- Data for analysis -
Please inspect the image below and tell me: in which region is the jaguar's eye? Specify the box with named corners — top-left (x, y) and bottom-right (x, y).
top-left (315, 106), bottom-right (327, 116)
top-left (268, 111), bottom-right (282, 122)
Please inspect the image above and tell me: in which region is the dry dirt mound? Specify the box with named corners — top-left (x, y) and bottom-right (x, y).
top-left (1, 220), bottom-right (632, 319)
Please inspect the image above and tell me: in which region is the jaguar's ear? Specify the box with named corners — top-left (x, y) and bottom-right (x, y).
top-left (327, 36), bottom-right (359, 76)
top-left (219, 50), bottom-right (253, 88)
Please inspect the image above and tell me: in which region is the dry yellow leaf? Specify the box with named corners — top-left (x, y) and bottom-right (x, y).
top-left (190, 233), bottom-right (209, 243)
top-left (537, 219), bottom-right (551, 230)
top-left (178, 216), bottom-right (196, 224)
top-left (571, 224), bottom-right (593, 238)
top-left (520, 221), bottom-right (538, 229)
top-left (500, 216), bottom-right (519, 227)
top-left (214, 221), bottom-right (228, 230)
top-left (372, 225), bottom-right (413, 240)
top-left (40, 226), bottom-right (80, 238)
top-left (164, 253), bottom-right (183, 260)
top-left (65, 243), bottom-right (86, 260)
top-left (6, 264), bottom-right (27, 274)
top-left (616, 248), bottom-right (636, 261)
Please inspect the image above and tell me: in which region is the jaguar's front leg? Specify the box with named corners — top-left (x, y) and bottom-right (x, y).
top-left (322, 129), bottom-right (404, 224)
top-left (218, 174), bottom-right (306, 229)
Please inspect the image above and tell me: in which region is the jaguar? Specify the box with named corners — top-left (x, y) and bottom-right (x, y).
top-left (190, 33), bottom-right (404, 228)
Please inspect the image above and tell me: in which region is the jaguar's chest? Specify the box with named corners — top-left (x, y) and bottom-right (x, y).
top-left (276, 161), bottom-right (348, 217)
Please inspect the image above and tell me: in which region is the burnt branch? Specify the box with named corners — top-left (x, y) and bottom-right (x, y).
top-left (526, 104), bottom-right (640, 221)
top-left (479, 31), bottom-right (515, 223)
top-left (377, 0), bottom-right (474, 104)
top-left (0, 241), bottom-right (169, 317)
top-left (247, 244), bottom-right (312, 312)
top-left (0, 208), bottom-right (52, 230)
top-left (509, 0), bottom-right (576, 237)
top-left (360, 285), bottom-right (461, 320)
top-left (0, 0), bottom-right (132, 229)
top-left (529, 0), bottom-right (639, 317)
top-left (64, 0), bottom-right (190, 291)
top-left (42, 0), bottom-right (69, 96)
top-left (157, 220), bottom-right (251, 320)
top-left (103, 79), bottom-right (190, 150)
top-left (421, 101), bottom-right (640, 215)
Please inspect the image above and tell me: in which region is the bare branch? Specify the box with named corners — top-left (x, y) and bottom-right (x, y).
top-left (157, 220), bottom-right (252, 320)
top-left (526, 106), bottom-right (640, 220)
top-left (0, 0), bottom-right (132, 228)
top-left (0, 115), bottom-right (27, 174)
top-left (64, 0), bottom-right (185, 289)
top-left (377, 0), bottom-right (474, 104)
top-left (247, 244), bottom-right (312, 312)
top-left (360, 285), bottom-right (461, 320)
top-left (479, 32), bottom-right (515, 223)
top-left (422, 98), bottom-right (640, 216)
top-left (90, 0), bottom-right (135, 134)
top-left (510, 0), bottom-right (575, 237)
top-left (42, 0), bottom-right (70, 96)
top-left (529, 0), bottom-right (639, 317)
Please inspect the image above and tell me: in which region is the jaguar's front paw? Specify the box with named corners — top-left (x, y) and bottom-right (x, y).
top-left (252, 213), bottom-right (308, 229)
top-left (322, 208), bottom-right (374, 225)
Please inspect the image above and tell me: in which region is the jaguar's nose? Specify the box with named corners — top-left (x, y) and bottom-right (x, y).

- Your instructions -
Word for word, copy out all of the data shown above.

- Expected output -
Please inspect the image below and tell me: in which region is the jaguar's eye? Specify the box with named corners — top-left (x, y) and bottom-right (x, y).
top-left (315, 106), bottom-right (327, 116)
top-left (268, 111), bottom-right (282, 122)
Please inspect the image above and tell me: in which region is the dry dirt mound? Specify the box with named corners — top-left (x, y) and bottom-right (x, y).
top-left (1, 220), bottom-right (632, 319)
Please inspect the image above and tell me: in which region is the jaguar's ear? Specify the box with named corners — top-left (x, y) and bottom-right (x, y).
top-left (327, 36), bottom-right (359, 76)
top-left (219, 50), bottom-right (253, 88)
Please inspect the image above and tell me: in which region is the dry yellow leaf? Specify the box with named corners — top-left (x, y) and bottom-right (x, y).
top-left (190, 233), bottom-right (209, 243)
top-left (537, 219), bottom-right (551, 230)
top-left (178, 216), bottom-right (196, 224)
top-left (571, 224), bottom-right (593, 238)
top-left (520, 221), bottom-right (538, 229)
top-left (500, 216), bottom-right (519, 227)
top-left (214, 221), bottom-right (228, 230)
top-left (372, 225), bottom-right (413, 240)
top-left (40, 226), bottom-right (80, 238)
top-left (164, 253), bottom-right (183, 260)
top-left (65, 243), bottom-right (86, 260)
top-left (6, 264), bottom-right (27, 274)
top-left (616, 248), bottom-right (636, 261)
Please inspect the image above and tell me: in which region is the jaguar's front leg? Specify the box with named corners — top-left (x, y) and bottom-right (x, y).
top-left (322, 129), bottom-right (404, 224)
top-left (218, 174), bottom-right (306, 229)
Please inspect the image above and tell me: in which region is the jaguar? Specify the box with named corners — top-left (x, y) and bottom-right (x, y).
top-left (190, 33), bottom-right (404, 228)
Please inspect the image above and tell me: in which region is the jaguar's chest? Specify the box with named corners — top-left (x, y) and bottom-right (x, y).
top-left (276, 161), bottom-right (348, 217)
Please inspect the image above and tell me: in which region is the burnt branch? Specify the box with named corners — top-left (x, y) and bottom-right (x, y).
top-left (526, 104), bottom-right (640, 221)
top-left (479, 31), bottom-right (515, 223)
top-left (377, 0), bottom-right (474, 104)
top-left (0, 241), bottom-right (169, 317)
top-left (247, 244), bottom-right (312, 312)
top-left (0, 208), bottom-right (52, 230)
top-left (509, 0), bottom-right (576, 237)
top-left (360, 285), bottom-right (461, 320)
top-left (0, 0), bottom-right (132, 229)
top-left (529, 0), bottom-right (639, 317)
top-left (64, 0), bottom-right (190, 291)
top-left (42, 0), bottom-right (69, 96)
top-left (157, 220), bottom-right (251, 320)
top-left (103, 79), bottom-right (190, 150)
top-left (421, 101), bottom-right (640, 215)
Please inspect the image above and tell me: in which region is the bare branch? Specify the box with named corners — top-left (x, y) and bottom-right (x, y).
top-left (157, 220), bottom-right (252, 320)
top-left (526, 106), bottom-right (640, 220)
top-left (0, 0), bottom-right (132, 228)
top-left (0, 115), bottom-right (27, 174)
top-left (64, 0), bottom-right (185, 289)
top-left (377, 0), bottom-right (474, 104)
top-left (247, 244), bottom-right (312, 312)
top-left (360, 285), bottom-right (461, 320)
top-left (479, 32), bottom-right (515, 223)
top-left (422, 98), bottom-right (640, 216)
top-left (90, 0), bottom-right (135, 134)
top-left (510, 0), bottom-right (575, 237)
top-left (42, 0), bottom-right (70, 96)
top-left (529, 0), bottom-right (639, 317)
Please inspect the image above and tell me: in which region is the jaguar's front paw? Specify the box with named corners — top-left (x, y) and bottom-right (x, y).
top-left (252, 213), bottom-right (308, 229)
top-left (322, 208), bottom-right (374, 225)
Please inspect the image above and tell me: in which region is the jaguar's nose? Specify the box with named corners — top-left (x, y) and bottom-right (x, y).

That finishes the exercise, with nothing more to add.